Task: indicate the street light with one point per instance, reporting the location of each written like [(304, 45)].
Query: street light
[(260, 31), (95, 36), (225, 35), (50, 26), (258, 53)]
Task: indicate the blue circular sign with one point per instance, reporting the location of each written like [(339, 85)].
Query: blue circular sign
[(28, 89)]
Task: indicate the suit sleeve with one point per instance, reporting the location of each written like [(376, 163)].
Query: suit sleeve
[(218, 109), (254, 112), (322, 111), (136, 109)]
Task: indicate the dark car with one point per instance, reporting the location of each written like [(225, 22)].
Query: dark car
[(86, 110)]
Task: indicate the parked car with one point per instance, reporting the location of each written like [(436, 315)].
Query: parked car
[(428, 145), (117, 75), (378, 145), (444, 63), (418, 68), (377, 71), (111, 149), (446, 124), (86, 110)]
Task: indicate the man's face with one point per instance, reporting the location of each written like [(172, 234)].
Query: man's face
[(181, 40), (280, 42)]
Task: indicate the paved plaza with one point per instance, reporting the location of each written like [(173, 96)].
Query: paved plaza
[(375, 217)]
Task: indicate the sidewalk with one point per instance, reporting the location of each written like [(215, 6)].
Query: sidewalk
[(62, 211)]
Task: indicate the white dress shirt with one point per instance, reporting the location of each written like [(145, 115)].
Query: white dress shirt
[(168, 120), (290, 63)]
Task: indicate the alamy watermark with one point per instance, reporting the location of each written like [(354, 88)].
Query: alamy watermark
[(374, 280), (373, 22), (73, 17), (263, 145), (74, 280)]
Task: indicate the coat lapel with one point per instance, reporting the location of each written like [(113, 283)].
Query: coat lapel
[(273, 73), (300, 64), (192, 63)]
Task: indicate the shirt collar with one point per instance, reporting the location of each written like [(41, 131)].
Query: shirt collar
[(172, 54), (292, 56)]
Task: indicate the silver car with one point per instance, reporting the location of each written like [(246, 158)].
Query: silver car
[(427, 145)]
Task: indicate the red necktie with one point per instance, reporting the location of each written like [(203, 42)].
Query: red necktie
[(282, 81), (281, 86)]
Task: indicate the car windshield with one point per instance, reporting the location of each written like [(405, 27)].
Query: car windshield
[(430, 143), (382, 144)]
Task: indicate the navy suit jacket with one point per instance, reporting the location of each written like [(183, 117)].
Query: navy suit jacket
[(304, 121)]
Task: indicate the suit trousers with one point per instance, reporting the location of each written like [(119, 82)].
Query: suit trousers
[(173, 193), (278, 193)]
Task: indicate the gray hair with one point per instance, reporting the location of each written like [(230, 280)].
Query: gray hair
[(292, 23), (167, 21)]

------------------------------------------------

Aim of the task ->
Output all preceding records character for character.

Output for this task ->
Task: indicate the street light with one point per instance, reporting the location of each written like [(304, 45)].
Query: street light
[(260, 31), (95, 36), (225, 35), (50, 26), (258, 53)]
Task: indicate the blue circular sign with one point per instance, reporting the location of each written like [(339, 85)].
Query: blue circular sign
[(28, 89)]
Task: indicate the suit sleeve with one point per instance, reporting the location of each written like [(376, 163)].
Query: suit sleeve
[(218, 109), (254, 112), (322, 111), (136, 109)]
Task: indicate the dark car with one point per instance, reporting the location of each written like [(225, 22)].
Query: dark car
[(86, 110)]
Task: indicate the parked car with one point per instance, reporting the location of each written like [(436, 315)].
Query: parked car
[(428, 145), (117, 75), (378, 145), (444, 63), (418, 68), (377, 71), (111, 149), (446, 124), (86, 110)]
Task: indicate the man's face with one point per instance, reporting the location of each written like [(172, 234)].
Query: man's face
[(181, 40), (280, 42)]
Task: indicate the paved plaza with one point per instance, reporting the location of each written like [(173, 96)].
Query: paved plaza
[(375, 217)]
Task: indicate the sidewalk with one point per instance, reporting the location of each written like [(215, 6)].
Query: sidewalk
[(62, 211)]
Task: indicate the white dress shirt with one point per instance, reporting the location of each written like [(145, 115)].
Query: white dress shirt
[(168, 120), (290, 63)]
Task: indicate the alamy watermark with one point per instance, reporting the location of each written like [(354, 88)].
Query: alamy watermark
[(374, 280), (373, 22), (73, 17), (263, 145), (74, 280)]
Task: indicate the coat lapel with one point per instance, reporting the location of each written like [(113, 283)].
Query: coat lapel
[(273, 73), (300, 64), (192, 63)]
Task: indicate the shirt collar with one point per instance, reporting the location of each written like [(41, 131)].
Query: shirt collar
[(172, 54), (292, 56)]
Task: indicate the silver car with one point per instance, reporting the location of each written like [(246, 158)].
Query: silver car
[(427, 145)]
Task: indicate the red necktie with one point per instance, reporting the location of each written like [(203, 42)].
Query: red necktie
[(282, 81), (281, 86)]
Task: indicate the car windshield with one point per instance, reporting the location of each written like [(405, 27)].
Query: car windshield
[(430, 143), (382, 144)]
Task: indicate the navy suit jacket with one point per instance, reporting the location of each written like [(183, 117)].
Query: navy suit jacket
[(304, 121)]
Task: indicate the suit trousers with one point per instance, reporting the location of each written like [(119, 82)].
Query: suit trousers
[(173, 193), (278, 193)]
Task: indicate the gray hair with one point per instance, reporting the location of each written like [(230, 280)].
Query: gray hair
[(292, 23), (167, 21)]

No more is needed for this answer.